[Stored records]

+ + +

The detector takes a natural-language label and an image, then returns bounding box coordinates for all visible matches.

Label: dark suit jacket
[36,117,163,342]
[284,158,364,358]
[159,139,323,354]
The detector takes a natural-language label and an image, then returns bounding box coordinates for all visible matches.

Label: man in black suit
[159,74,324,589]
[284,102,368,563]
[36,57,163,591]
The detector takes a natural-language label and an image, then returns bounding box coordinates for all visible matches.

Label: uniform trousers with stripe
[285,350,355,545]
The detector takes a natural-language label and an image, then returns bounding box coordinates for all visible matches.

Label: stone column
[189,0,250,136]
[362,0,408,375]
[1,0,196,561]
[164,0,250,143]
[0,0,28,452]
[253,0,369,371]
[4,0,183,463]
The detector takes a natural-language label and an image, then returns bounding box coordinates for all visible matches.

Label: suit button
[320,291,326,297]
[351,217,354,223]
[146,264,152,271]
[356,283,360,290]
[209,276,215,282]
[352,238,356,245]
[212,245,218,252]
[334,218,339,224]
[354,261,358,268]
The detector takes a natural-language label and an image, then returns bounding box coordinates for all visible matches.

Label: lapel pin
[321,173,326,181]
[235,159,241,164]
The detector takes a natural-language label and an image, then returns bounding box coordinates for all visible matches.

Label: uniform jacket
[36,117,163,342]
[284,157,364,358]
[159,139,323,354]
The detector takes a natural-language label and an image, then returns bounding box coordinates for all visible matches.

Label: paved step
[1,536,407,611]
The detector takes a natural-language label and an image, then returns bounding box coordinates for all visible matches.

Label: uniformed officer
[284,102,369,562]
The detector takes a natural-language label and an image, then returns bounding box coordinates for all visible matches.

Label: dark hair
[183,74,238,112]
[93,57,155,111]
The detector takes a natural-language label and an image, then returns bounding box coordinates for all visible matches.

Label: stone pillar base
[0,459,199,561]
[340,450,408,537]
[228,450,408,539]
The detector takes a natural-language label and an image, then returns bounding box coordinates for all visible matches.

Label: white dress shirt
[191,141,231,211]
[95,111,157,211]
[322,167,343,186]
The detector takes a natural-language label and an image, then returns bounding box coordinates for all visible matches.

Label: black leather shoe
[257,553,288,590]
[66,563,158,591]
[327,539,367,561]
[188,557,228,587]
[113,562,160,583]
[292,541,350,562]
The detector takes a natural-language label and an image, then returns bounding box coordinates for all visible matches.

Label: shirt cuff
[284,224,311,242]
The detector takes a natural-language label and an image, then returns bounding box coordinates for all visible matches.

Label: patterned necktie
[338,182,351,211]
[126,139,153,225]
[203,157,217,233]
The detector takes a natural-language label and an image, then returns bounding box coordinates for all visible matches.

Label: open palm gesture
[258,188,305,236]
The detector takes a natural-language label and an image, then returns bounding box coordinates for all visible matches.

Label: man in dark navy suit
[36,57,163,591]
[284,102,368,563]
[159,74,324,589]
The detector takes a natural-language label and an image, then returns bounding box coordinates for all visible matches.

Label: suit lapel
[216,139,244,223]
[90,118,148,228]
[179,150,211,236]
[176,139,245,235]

+ + +

● Exercise brief:
Send back all of the entries exactly, with nothing missing.

● Task answer:
The detector takes a natural-language label and an image, then returns bounding box coordinates for all visible matches.

Label: dark suit jacket
[36,117,163,342]
[284,158,364,358]
[159,139,323,354]
The detector takes a natural-language label and an image, then returns bounding box coordinates for all visible matches.

Label: man in black suit
[159,74,324,589]
[284,102,368,563]
[36,57,163,591]
The detector takes a natural-language label and an image, then returns bounding box coordinates for all visible matches.

Label: uniform trousers with stripe
[285,350,355,545]
The detector takes a natural-language label and an image, then returns bounding box coordinates for all visible matches.

Label: stone column
[189,0,250,136]
[362,0,408,375]
[1,0,196,561]
[164,0,250,143]
[0,0,28,452]
[253,0,369,371]
[4,0,183,463]
The detector takes a natural-language label and an image, then returns bounding box coordinates for all visible matches.

Label: suit button
[320,291,326,297]
[351,217,354,223]
[146,264,152,271]
[356,283,360,290]
[209,276,215,282]
[352,238,356,245]
[212,245,218,252]
[334,218,339,224]
[354,261,358,268]
The detector takes a natural-language label and an image, then returns bounding box coordinates for all visible matches.

Label: lapel pin
[321,173,326,181]
[235,159,241,164]
The detector takes a natural-language label and an image, then returns bounding box coordinates for all visible matches.

Label: uniform jacket
[36,117,163,342]
[284,157,364,358]
[159,139,323,354]
The detector takes a natural-language label and an image, then returns bounding box coordinates for all visible matches.

Label: paved step
[1,536,407,611]
The detector takes a natural-language label and an image, then returns bounding box coordinates for all visible matches.

Label: uniformed officer
[284,102,369,562]
The detector takes a natural-language label and an image, then returns bounding box coordinates for all visible matches.

Label: dark hair
[183,74,238,112]
[93,57,155,111]
The detector takes a natural-language label and an image, then returns bounding box coordinates for all visible matches.

Label: stone pillar base
[0,459,199,561]
[340,450,408,537]
[228,450,408,539]
The detector takes a natural-language label and an image, then returns bounding box coordinates for all visible matches.

Label: white dress shirt
[191,141,231,211]
[95,111,157,211]
[322,167,343,186]
The detector takes a natural-language label and an image, then returns bounding box coordinates for all visible matches.

Label: black leather shoe
[257,553,288,590]
[66,563,158,591]
[327,539,367,561]
[188,557,228,587]
[113,562,160,583]
[292,541,350,562]
The detector takes a natural-language label and an image, then returns bounding box coordinates for all visible matches.

Label: shirt cuff
[284,224,311,242]
The detector takes a natural-language label and an image, then returns bounding box coordinates for all visible matches.

Label: patterned necktie
[338,182,351,211]
[126,139,153,225]
[203,157,217,233]
The detector takes a natural-language label and an image, then returns bounding box coordinates for all visible matches.

Label: open palm gesture
[258,188,305,236]
The detector takes a natural-language label and an image, then returns bounding box coordinates for all visible matches.

Label: man in dark navy suit
[36,57,163,591]
[284,102,368,563]
[159,74,324,589]
The detector takes a natural-language label and an image, then returns bounding box coordinates for all visible matches.

Label: suit lapel
[216,139,244,223]
[90,118,148,228]
[179,150,211,236]
[176,139,245,235]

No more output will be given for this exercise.